Und jetzt? Die Schlüsselwörter erzählen eine Geschichte von Verlust und Liebe, von Risiko und Rettung. Doch was bedeutet das praktisch – für uns, für dich? Lass uns diesen roten Faden weiterziehen und herausfinden, was das Gleichnis für unser Leben bedeutet.
Ein Kommentar zum Text:
Theologische Kommentierung zu Matthäus 18,12:
Was wir hier vor uns haben, ist nicht einfach nur eine nette kleine Geschichte über Schafe und Hirten – es ist eine Mini-Revolution in Gleichnisform. Jesus packt hier das Bild eines Hirten, etwas Vertrautes und Alltägliches für seine Zuhörer, und dreht es so, dass man am Ende mit mehr Fragen als Antworten dasteht. Aber das ist ja genau sein Stil: uns in die Tiefe zu ziehen, in der die wirklichen Antworten liegen.
Los geht’s mit der Frage: „Was meint ihr?“ (Τί ὑμῖν δοκεῖ; – ti hymin dokei). Dieser Einstieg ist keine rhetorische Floskel, sondern eine Einladung. Jesus sagt quasi: „Denk selbst nach. Lass mich nicht für dich denken.“ Das Verb „δοκέω“ (dokeō) bedeutet nicht nur „meinen“ oder „denken“, sondern auch „scheinen“ oder „sich etwas vorstellen“. Hier fordert Jesus dich auf, die Szene vor deinem inneren Auge zu sehen. Er will, dass du dich in die Geschichte hineinfühlst – nicht als Zuschauer, sondern als Teilnehmer.
Jetzt kommt der Hirte ins Spiel. Er hat hundert Schafe (ἑκατὸν πρόβατα – hekaton probata). Hundert klingt nach einer perfekten Herde, einer vollständigen Zahl. Doch die Perfektion wird sofort gebrochen: Eins geht verloren (πλανηθῇ – planēthē). Dieses Verb, „planaō“, beschreibt nicht nur ein Verlorensein, sondern auch ein Irreführen oder Täuschen. Es gibt also einen Hinweis darauf, dass das Schaf nicht einfach naiv vom Weg abgekommen ist – da könnten äußere Umstände oder sogar feindliche Einflüsse am Werk gewesen sein. Spannend, oder? Es ist nicht immer klar, ob wir uns selbst verirren oder ob wir auf Abwege geführt werden. Jesus bleibt hier bewusst offen, aber das Ziel ist klar: Der Hirte geht suchen.

-------

# ARBEITSAUFTRÄGE
1. Fasse den Kommentar zu Matthäus 18,12 in zwei Sätzen zusammen.
2. Führe den Kommentar zu Matthäus 18,12 im Anschluss an seinen letzten Satz weiter.
Das Material spielt für die Arbeitsaufträge keine Rolle.

-------

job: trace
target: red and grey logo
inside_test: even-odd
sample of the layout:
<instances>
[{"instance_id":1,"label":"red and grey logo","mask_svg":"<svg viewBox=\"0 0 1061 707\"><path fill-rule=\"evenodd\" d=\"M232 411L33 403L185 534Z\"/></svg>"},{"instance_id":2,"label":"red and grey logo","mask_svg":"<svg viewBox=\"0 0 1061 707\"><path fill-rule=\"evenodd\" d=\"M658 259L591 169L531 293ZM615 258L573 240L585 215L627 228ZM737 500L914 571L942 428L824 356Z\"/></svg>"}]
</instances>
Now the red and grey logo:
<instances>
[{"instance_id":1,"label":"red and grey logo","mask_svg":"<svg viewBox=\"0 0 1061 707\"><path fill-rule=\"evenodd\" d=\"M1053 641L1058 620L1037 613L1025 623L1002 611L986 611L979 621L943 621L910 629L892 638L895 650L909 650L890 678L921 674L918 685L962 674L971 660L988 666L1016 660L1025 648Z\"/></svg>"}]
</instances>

-------

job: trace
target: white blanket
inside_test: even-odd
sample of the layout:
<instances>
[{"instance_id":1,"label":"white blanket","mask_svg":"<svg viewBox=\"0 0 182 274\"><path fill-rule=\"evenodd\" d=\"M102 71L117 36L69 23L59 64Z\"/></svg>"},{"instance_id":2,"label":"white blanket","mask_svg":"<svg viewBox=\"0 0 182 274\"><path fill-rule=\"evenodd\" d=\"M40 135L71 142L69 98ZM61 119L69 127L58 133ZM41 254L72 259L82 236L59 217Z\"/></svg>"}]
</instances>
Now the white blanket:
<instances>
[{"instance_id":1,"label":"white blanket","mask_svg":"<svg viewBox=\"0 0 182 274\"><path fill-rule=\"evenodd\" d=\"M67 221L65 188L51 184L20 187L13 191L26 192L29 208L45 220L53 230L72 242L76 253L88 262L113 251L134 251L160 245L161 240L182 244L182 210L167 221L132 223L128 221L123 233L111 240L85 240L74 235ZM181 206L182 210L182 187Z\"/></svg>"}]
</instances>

-------

# LÖSUNGEN
1. Der Kommentar deutet das Gleichnis als kleine Revolution: Jesus nimmt das vertraute Bild eines Hirten, dreht es so, dass mehr Fragen als Antworten bleiben, und lädt mit „Was meint ihr?“ dazu ein, selbst nachzudenken und sich die Szene als Teilnehmer vorzustellen. Von den hundert Schafen, die nach einer vollständigen Herde klingen, geht eines verloren, wobei das Verb „planaō“ auch auf Irreführung hinweist; offen bleibt, ob man sich selbst verirrt oder auf Abwege geführt wird, doch der Hirte geht suchen.

2.
Und jetzt die Frage, die alle aufhorchen lässt: Lässt er nicht die neunundneunzig zurück? Ja, genau – das tut er. Hier wird es spannend, denn nach menschlicher Logik ist das ein riskanter Move. Neunundneunzig Schafe auf den Bergen (ἐπὶ τὰ ὄρη – epi ta orē), ohne direkten Schutz? Das klingt nicht wie ein kluger Plan. Aber hier liegt der Kern der göttlichen Perspektive: Bei Gott ist jedes Einzelne unendlich wertvoll. Das „Eins“ (ἓν – hen) ist nicht nur eine Zahl, sondern ein Symbol für das Individuum, für dich und mich. Es zeigt, wie Gottes Liebe funktioniert – sie ist nicht effizient, sie ist verschwenderisch. Sie rechnet nicht wie ein Wirtschaftsberater, sondern wie ein liebender Vater.
Der Hirte geht suchen (ζητεῖ – zētei). Das Präsens des Verbs zeigt eine kontinuierliche Handlung. Er gibt nicht auf. Es ist kein einmaliger Versuch nach dem Motto: „Ach, ich hab’s probiert.“ Diese Suche ist intensiv, geduldig, zielgerichtet. Und jetzt stell dir das mal vor: Gott sucht dich genauso. Er ist der Hirte, der alles andere stehen und liegen lässt, um dich zurückzuholen. Das ist radikal. Es ist unbequem. Und es ist wunderschön.
Die Berge, auf denen die restlichen Schafe zurückgelassen werden, sind übrigens nicht zufällig gewählt. In der Bibel sind Berge oft Orte der Nähe zu Gott, des Schutzes und der Perspektive. Die neunundneunzig sind sicher – nicht, weil sie weniger wichtig wären, sondern weil der Fokus jetzt auf dem Verlorenen liegt. Hier steckt eine leise Ermutigung für uns alle: Wenn du gerade nicht „das verlorene Schaf“ bist, sei nicht neidisch. Sei dankbar, dass du in Sicherheit bist, während Gott andere sucht.
Doch hier kommt eine mögliche Spannung: Könnte man das Gleichnis so verstehen, dass Gott die Gemeinschaft für das Individuum riskiert? Manche könnten sich daran stoßen. Aber genau das ist der Punkt: Die Liebe Gottes ist nicht aufteilbar. Sie geht nicht zulasten der einen Gruppe, um die andere zu retten. Sie ist unendlich. Und ja, das widerspricht unserer menschlichen Logik. Aber Gottes Reich funktioniert eben nicht nach unseren Maßstäben.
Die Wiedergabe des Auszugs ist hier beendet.